A block of data
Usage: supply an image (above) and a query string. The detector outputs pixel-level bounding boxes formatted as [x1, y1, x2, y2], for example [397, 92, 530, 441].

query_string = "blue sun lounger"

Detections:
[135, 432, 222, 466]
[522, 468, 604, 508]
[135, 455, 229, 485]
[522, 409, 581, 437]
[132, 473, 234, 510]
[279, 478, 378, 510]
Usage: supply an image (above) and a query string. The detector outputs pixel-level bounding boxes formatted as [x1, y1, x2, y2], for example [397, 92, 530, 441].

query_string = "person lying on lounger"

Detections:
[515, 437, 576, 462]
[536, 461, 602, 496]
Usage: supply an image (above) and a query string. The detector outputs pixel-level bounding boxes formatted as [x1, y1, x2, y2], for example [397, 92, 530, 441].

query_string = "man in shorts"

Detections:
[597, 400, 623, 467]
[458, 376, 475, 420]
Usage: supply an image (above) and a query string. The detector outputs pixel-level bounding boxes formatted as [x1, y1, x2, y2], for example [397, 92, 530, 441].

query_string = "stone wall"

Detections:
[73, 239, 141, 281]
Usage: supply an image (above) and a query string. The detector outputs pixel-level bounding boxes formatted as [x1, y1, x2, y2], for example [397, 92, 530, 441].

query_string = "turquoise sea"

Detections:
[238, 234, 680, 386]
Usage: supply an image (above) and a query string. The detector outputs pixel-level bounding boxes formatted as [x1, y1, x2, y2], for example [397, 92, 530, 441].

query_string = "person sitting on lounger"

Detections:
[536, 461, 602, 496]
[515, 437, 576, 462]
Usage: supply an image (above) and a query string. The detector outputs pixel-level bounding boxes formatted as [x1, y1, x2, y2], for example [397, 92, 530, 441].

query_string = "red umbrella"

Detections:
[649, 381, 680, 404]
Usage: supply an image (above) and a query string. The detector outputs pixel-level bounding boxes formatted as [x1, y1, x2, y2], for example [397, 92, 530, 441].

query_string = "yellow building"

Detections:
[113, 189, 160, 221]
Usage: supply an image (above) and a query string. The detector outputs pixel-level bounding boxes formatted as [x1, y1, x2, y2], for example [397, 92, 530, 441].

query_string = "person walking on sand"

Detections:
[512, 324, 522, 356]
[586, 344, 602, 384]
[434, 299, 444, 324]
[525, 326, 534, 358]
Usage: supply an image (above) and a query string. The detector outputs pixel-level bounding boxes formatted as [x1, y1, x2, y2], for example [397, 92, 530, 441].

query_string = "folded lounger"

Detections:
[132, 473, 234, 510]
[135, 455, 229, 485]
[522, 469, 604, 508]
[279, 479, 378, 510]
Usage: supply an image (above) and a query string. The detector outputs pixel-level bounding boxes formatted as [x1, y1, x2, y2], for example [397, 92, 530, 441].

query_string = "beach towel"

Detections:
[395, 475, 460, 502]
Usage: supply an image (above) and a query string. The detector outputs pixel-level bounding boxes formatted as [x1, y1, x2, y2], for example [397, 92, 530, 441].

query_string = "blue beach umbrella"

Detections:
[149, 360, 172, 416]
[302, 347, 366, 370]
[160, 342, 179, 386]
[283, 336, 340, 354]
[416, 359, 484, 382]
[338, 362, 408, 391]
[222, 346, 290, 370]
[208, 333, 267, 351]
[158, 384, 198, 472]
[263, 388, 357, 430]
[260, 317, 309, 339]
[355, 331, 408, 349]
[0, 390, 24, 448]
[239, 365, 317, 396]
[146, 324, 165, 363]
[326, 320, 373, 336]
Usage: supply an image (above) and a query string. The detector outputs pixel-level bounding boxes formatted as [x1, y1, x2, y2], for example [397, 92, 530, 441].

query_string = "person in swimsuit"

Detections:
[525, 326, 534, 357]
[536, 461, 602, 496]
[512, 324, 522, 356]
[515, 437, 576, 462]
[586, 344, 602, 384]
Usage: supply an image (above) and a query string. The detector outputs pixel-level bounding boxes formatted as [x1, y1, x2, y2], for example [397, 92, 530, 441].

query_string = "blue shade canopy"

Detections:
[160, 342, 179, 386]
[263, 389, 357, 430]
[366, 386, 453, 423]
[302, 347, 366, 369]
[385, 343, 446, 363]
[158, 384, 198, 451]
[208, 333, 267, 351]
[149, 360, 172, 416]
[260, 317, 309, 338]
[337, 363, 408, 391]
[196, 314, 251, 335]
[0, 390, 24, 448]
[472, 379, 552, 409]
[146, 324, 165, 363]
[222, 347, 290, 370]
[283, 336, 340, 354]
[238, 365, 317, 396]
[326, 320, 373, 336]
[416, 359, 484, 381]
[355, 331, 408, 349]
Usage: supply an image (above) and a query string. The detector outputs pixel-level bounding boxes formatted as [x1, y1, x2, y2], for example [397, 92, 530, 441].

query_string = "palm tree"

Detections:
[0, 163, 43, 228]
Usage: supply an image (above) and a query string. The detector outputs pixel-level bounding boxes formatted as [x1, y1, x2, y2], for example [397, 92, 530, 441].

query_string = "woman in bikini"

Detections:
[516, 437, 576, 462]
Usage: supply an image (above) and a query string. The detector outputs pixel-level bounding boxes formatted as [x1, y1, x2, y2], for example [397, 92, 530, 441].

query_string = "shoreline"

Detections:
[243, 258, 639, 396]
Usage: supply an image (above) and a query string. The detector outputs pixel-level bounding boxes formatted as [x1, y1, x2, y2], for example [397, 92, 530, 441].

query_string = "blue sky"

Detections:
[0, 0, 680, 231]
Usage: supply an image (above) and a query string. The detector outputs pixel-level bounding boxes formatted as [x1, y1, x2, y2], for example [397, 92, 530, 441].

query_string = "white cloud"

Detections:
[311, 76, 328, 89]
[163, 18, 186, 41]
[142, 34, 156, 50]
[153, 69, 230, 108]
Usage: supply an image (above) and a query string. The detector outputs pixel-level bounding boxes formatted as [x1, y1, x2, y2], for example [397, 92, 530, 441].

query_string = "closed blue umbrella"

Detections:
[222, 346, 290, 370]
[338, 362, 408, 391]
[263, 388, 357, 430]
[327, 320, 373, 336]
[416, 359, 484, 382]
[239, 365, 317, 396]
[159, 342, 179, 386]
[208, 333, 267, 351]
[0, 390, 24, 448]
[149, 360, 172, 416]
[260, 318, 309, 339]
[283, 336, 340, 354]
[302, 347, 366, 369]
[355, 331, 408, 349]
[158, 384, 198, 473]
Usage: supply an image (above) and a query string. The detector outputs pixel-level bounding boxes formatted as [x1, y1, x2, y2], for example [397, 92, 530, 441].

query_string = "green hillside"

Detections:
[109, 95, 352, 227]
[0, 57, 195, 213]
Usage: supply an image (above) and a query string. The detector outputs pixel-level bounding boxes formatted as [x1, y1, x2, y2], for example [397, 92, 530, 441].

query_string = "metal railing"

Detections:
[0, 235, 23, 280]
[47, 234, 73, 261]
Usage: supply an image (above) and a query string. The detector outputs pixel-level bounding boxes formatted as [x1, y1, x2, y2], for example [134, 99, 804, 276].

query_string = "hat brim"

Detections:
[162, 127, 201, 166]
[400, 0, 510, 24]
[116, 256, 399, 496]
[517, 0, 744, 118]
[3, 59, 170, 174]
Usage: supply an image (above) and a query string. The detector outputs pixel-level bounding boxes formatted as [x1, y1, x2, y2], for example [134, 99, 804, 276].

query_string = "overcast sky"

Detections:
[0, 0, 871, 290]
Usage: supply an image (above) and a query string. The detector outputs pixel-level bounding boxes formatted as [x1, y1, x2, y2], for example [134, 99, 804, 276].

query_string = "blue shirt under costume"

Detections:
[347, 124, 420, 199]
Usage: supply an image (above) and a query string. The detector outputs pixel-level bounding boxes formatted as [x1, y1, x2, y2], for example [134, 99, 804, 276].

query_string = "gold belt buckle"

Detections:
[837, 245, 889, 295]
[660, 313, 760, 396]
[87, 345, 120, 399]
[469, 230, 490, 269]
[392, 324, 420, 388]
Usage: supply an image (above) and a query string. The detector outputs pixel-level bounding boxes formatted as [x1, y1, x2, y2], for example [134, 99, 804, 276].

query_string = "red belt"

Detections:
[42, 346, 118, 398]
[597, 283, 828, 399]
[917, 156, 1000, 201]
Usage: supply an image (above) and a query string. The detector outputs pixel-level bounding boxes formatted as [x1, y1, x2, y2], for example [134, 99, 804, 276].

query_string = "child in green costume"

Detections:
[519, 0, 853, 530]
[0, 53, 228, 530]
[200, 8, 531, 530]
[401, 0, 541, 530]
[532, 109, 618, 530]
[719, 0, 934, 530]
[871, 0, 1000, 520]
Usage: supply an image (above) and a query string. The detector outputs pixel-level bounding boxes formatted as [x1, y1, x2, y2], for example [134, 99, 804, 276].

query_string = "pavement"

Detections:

**WHAT THE TASK ASKS**.
Substitute "deck chair" for each "lounger" in the records from the beginning through the line containing "[458, 376, 475, 420]", and write out those lines with nothing else changed.

**TASK ANSWER**.
Usage: supply an image (above) and a query string. The detector outputs pixel-level bounding boxes formatted as [x1, y1, x2, y2], for example [397, 92, 530, 441].

query_string = "blue sun deck chair"

Detections:
[135, 432, 222, 466]
[522, 468, 604, 508]
[135, 455, 229, 485]
[522, 409, 581, 437]
[132, 473, 234, 510]
[279, 478, 378, 510]
Usage: supply an image (above) and a query string. The detector outputs pixel-level bounding boxes formatted as [x1, y1, x2, y2], for example [397, 92, 530, 441].

query_string = "person lying on deck chair"

Detections:
[515, 437, 576, 462]
[536, 461, 602, 496]
Usage: supply an image (above) and a query string. The detector outputs pixel-level bounding boxes formatted as [x1, y1, x2, y2], for example [397, 92, 530, 441].

query_string = "man in shorts"

Detections:
[597, 400, 623, 467]
[458, 376, 475, 420]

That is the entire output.